Reproduce the passage below on newspaper coverage of Mr Barker's separation from his wife, word for word and in full.

:: Text to read

He goes on to say that “I am also very active locally” and invites locals to “get in touch”.

The sticky fingers of adolescence are never far from UK politics, and, as the Mail reports on its front page, Mr Barker has left his wife of 14 years for a decorator.

Inside the paper, the decorator has been elevated to the status of “interior designer”. Perhaps losing her man to a decorator is too hard for Celeste Barker, Barker’s wife and mother to their three children? An interior designer is much more the ticket. Better still if Celeste could lose Barker to a leading light in the British aubusson movement.

But whatever the profession of the mistress, Celeste, described by one source as “your typical, loyal Conservative wife”, will surely find it hard to accept that she has been left for a man.

“She is completely devastated,” says the source. “It came completely out of the blue. Nobody had any idea that Barker was gay.”

Nobody? We can think of at least two people who had a pretty fair idea that the honourable member had gone the gay way.

And the Mail catches up with one of them, namely Barker. He says that he remains on “good terms” with his wife. “It’s a private matter. We separated in July, we are on very good terms.”

So that’s that. Barker is right, it is a private matter. What should we care that an MP is gay? There are many gay MPs, doubtless more than we can name here.

But not everyone is as enlightened. And over in the Mirror (“TOP TORY DUMPS WIFE FOR MAN”), the paper has a few words with Barker’s mother-in-law.

::::
:: Information supplied

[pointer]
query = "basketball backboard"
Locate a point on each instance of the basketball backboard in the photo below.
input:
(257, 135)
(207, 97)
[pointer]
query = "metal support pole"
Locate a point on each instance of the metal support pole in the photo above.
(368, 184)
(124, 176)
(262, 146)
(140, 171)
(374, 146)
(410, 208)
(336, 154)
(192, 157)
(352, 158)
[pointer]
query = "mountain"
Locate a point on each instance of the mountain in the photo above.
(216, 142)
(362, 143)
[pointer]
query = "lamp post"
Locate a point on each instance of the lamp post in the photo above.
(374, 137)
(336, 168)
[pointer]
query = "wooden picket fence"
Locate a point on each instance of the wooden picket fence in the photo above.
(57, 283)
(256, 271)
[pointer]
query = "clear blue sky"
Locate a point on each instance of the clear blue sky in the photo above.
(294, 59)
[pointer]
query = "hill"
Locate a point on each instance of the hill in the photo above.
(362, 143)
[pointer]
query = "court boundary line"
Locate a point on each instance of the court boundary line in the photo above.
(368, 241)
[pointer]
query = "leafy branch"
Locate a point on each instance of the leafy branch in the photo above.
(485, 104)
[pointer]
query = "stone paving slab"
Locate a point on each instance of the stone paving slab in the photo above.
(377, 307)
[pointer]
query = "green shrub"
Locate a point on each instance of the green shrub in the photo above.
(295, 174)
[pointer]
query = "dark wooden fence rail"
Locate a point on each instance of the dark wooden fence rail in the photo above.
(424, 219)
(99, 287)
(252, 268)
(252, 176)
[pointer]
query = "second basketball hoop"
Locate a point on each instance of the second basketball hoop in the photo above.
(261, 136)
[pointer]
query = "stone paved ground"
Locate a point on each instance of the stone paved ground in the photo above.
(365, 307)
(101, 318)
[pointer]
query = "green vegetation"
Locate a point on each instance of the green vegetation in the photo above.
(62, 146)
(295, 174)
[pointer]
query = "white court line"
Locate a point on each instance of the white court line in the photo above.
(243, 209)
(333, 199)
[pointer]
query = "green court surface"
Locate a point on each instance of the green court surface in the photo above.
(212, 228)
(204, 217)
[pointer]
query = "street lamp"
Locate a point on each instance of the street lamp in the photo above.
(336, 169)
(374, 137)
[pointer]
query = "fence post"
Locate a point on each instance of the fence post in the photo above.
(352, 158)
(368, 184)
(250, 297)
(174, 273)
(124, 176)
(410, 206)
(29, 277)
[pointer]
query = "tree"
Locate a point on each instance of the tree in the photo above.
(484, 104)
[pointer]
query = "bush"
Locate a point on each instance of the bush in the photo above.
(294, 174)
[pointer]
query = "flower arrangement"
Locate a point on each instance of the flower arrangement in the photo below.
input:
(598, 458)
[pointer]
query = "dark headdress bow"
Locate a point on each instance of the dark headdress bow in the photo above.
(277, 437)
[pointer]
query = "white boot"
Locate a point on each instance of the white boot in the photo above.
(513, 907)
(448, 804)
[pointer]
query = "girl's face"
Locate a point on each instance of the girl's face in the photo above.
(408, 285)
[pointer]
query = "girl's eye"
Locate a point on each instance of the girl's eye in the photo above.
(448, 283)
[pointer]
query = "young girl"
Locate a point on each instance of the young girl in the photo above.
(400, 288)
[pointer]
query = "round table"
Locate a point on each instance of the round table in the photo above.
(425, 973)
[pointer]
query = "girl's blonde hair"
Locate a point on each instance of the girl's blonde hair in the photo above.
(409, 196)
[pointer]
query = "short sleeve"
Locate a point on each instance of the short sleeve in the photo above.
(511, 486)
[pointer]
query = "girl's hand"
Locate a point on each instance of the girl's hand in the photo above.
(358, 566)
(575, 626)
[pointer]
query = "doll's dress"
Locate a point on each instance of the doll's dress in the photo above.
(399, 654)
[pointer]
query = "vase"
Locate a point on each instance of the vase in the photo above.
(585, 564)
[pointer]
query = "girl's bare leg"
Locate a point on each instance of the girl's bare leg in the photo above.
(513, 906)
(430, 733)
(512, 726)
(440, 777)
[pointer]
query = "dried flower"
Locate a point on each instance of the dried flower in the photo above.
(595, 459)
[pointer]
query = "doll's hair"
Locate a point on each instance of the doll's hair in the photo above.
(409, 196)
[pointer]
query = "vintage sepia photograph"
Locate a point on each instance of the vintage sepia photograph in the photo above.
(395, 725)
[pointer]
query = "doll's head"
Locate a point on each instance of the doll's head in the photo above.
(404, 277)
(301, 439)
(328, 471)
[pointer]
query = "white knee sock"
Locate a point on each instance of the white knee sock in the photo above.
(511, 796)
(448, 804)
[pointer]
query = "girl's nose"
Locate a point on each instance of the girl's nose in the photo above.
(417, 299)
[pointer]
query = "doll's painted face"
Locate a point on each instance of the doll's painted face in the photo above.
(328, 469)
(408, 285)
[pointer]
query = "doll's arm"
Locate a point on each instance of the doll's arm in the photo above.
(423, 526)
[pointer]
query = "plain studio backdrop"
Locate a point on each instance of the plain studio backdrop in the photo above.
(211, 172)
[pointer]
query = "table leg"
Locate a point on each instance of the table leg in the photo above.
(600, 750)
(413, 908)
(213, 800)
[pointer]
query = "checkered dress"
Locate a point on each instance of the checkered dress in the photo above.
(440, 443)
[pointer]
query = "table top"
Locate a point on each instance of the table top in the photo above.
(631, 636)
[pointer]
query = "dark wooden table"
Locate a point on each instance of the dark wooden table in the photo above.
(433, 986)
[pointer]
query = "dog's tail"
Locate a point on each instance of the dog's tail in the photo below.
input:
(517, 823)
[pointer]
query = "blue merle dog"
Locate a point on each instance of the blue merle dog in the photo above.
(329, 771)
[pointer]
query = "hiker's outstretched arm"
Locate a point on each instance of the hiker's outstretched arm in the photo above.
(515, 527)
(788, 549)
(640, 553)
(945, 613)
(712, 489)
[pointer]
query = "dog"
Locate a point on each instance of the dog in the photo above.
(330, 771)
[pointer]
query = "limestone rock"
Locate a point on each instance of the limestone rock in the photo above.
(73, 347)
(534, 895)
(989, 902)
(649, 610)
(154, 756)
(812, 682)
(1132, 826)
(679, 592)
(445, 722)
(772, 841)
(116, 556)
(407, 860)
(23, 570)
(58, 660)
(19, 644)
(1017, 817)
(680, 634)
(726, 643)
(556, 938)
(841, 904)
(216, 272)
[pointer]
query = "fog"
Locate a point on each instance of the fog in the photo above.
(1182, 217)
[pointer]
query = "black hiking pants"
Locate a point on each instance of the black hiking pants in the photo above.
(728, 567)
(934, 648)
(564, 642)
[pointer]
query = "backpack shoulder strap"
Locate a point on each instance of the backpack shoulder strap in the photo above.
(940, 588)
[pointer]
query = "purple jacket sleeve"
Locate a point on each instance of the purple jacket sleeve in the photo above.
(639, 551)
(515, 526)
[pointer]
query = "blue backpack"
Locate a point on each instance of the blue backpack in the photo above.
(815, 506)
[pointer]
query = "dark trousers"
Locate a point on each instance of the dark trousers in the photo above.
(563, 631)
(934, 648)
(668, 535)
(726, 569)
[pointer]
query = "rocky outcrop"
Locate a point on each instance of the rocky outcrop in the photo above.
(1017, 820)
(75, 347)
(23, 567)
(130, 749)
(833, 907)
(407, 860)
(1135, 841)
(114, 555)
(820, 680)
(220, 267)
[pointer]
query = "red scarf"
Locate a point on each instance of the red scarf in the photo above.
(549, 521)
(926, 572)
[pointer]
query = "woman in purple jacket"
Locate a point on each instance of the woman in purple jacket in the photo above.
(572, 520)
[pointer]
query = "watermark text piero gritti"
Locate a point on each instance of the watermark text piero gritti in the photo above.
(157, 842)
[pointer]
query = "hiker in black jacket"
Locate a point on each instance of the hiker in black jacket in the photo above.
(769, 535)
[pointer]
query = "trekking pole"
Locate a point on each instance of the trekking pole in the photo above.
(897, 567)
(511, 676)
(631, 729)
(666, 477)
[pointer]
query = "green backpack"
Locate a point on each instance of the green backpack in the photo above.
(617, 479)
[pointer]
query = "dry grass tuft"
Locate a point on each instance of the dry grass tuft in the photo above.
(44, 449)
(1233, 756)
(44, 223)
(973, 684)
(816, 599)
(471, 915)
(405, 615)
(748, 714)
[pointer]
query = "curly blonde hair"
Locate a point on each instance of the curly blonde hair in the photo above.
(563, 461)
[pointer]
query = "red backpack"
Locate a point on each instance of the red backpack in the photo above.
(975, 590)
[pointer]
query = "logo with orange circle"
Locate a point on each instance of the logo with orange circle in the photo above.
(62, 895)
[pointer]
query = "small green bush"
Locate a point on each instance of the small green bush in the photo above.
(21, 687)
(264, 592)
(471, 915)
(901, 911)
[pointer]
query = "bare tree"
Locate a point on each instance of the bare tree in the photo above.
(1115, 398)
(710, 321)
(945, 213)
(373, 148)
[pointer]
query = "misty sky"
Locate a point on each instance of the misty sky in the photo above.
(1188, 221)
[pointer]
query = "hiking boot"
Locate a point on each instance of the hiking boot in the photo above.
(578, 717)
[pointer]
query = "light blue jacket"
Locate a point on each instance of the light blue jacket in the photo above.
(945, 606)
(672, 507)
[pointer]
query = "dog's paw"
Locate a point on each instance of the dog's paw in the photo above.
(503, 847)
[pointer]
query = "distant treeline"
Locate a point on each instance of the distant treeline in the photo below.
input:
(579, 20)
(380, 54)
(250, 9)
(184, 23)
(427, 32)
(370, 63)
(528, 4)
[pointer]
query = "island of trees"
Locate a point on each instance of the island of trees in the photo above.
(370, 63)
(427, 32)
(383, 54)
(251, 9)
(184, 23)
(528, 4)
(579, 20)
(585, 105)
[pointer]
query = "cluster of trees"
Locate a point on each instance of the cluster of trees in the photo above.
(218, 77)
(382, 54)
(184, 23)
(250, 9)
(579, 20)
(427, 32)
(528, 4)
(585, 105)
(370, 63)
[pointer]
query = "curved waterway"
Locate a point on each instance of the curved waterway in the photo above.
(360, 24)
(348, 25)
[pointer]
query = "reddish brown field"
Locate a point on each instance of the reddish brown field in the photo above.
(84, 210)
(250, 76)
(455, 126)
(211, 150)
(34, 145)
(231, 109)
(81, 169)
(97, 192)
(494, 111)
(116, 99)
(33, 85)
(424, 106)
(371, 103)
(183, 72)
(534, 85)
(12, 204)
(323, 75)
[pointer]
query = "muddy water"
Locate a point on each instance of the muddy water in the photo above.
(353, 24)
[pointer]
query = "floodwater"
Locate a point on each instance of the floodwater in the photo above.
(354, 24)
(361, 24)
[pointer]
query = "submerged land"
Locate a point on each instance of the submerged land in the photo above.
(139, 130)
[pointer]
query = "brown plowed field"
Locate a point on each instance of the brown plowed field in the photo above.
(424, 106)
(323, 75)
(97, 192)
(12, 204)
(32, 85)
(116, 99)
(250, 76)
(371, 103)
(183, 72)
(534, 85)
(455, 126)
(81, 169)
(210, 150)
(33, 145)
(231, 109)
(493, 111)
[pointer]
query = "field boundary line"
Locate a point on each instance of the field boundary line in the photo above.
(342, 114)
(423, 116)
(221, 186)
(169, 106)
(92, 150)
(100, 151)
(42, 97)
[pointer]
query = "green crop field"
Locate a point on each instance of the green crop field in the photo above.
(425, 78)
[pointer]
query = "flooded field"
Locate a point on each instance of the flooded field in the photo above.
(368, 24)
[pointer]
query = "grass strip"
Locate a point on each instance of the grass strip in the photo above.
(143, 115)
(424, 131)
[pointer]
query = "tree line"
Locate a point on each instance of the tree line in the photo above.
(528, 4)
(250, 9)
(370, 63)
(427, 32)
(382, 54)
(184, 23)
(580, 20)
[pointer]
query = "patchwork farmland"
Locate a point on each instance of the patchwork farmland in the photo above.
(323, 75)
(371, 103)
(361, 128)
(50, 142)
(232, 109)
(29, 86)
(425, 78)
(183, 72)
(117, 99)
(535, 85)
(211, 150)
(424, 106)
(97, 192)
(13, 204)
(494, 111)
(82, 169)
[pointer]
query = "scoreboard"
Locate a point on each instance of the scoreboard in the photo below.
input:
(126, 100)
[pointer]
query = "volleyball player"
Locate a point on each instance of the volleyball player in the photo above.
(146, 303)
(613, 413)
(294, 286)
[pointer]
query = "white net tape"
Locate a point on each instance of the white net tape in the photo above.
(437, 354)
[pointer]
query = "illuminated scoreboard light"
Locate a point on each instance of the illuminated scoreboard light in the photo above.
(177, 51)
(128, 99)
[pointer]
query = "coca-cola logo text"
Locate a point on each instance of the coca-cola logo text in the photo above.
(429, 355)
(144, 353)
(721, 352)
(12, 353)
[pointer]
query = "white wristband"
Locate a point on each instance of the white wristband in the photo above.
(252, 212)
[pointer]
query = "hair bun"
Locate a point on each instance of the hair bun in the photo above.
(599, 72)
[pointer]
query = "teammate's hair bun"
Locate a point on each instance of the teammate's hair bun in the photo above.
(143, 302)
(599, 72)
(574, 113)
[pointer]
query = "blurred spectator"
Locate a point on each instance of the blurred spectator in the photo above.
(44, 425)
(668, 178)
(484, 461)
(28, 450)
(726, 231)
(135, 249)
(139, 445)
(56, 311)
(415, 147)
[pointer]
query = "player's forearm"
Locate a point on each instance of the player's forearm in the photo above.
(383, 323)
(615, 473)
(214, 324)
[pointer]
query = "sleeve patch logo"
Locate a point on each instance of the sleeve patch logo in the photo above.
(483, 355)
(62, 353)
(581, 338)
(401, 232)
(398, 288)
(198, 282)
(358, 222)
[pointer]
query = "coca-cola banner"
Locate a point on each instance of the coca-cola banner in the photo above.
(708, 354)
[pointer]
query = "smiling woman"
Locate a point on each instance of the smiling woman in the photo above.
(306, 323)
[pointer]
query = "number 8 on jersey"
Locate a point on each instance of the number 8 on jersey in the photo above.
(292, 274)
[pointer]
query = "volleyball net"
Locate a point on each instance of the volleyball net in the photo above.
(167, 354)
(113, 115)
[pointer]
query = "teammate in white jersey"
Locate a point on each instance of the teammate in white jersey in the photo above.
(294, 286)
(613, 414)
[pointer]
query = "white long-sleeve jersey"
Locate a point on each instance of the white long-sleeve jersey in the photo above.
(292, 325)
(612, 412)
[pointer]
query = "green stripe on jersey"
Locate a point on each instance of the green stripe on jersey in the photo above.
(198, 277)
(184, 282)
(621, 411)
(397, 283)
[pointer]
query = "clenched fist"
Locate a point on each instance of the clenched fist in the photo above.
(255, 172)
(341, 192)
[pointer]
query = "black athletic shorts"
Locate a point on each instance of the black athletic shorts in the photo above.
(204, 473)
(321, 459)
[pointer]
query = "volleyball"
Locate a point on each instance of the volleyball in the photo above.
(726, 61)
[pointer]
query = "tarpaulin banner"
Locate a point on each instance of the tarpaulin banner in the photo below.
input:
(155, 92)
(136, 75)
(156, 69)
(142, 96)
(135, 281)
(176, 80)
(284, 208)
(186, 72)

::::

Problem solution =
He goes on to say that “I am also very active locally” and invites locals to “get in touch”.

The sticky fingers of adolescence are never far from UK politics, and, as the Mail reports on its front page, Mr Barker has left his wife of 14 years for a decorator.

Inside the paper, the decorator has been elevated to the status of “interior designer”. Perhaps losing her man to a decorator is too hard for Celeste Barker, Barker’s wife and mother to their three children? An interior designer is much more the ticket. Better still if Celeste could lose Barker to a leading light in the British aubusson movement.

But whatever the profession of the mistress, Celeste, described by one source as “your typical, loyal Conservative wife”, will surely find it hard to accept that she has been left for a man.

“She is completely devastated,” says the source. “It came completely out of the blue. Nobody had any idea that Barker was gay.”

Nobody? We can think of at least two people who had a pretty fair idea that the honourable member had gone the gay way.

And the Mail catches up with one of them, namely Barker. He says that he remains on “good terms” with his wife. “It’s a private matter. We separated in July, we are on very good terms.”

So that’s that. Barker is right, it is a private matter. What should we care that an MP is gay? There are many gay MPs, doubtless more than we can name here.

But not everyone is as enlightened. And over in the Mirror (“TOP TORY DUMPS WIFE FOR MAN”), the paper has a few words with Barker’s mother-in-law.